━━━━━ Passage ━━━━━

Ethiopians are a very proud and deeply religious people but they just don’t know or understand what it takes to get their country moving forward. It’s probably like the rest of Africa: disease, bad government and uneducated people. The combination is dire.
Few funny things:
Upon my arrival at my hotel in ADDIS, I started chatting up some Americans only to find out later they were missionaries. I knew I was in trouble when I am trying to eat my moldy bread and they are singing Jesus Save Me.
The Ethiopian/Greek/Italian owner of my Addis hotel who told me upon arrival she hated Americans specifically African Americans. That night she offered me her homemade Tej and said I wasn’t that awful.
All the hotel beds here are ROCK hard. I mean like you are sleeping outside on the sidewalk hard.
After having Sheraton Hotel envy, I sat in the lobby and people watched realizing after 30 minutes I was the only woman beside the prostitutes and Saudi business men. Here I thought they were just staring at me because I was dirty.
The Australian student who only lasted in Ethiopia 4 days and spent $2,000 AU to get to Bangkok because that sounded better than Lalibela.
Arie and I ordering the “sampler” at the Habesha restaurant in Addis—Our waitress seemed pretty irritated we couldn’t eat the entire plate of enjera which typically serves 4-5 people. Even the group next to us had leftovers.
Me asking where people get the aluminum for their roofs and the guide responding with, “you mean you don’t have aluminum tops on your homes?” Um um no we have something different.
Meeting a fellow American traveler at the Summerland Hotel in Bahir Dahr—She is 34, a MICHIGAN STATE GRAD, lives in Chicago and yes is single. I guess there is either something in the water at MSU or in Chicago.
The cleaning people using a bucket full of dirty water from the river to scrub the floors.
A guy who pointed out a monastery to me demanded, “you give me money for guide” but you just pointed it to me and I walked there myself. “No, no that is guide.” Ok you win.
The beating of the church drums every single morning at 5 AM to make sure people are at mass by 6 AM. It’s a very loud drum with non-stop chanting.
Shoving enjera into my mouth with most of the inside meat ending up in my lap.
Moola telling me I should take the minibus to Gonder instead of flying because he can afford that and then we can talk more about me finding him a Visa.
Hotels offering pools as an amenity to entice guests. The pools were either empty or had some water I would not deem safe to swim in.

━━━━━

:: Exercise requirements ::
• 1. Answer these questions using the Ethiopia travel notes:
(a) At what time do the church drums sound each morning?
(b) How many people does the plate of enjera typically serve?
(c) How many days did the Australian student last in Ethiopia?
• 2. From the Ethiopia travel notes, copy word for word the part that opens with the words "Ethiopians are a" and closes with "combination is dire.".

━━━━━ Extracted information ━━━━━

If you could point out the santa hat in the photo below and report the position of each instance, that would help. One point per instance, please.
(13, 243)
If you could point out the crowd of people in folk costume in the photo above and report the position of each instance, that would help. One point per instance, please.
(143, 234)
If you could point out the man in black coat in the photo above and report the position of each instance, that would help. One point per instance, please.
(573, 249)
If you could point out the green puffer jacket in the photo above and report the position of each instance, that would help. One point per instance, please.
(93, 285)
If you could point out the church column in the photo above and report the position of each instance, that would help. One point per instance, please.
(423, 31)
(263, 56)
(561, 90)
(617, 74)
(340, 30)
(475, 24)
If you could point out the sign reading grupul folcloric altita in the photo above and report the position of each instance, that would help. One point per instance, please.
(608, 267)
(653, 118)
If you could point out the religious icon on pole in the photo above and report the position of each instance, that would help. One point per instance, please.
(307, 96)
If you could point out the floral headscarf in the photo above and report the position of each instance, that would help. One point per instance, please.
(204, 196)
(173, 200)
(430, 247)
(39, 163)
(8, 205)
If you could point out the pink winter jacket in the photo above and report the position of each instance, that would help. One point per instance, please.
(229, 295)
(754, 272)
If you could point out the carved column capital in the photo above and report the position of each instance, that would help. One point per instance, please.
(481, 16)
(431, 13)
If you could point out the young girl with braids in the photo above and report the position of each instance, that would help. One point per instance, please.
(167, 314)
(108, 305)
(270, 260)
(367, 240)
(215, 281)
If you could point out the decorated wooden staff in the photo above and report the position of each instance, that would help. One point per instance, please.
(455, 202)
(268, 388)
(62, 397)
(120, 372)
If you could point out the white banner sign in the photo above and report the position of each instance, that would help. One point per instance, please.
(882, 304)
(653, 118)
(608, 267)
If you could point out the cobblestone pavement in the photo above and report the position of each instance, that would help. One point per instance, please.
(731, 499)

━━━━━

:: Task-by-task answers ::
• 1.
(a) 5 AM
(b) 4-5 people
(c) 4 days

• 2.
Ethiopians are a very proud and deeply religious people but they just don’t know or understand what it takes to get their country moving forward. It’s probably like the rest of Africa: disease, bad government and uneducated people. The combination is dire.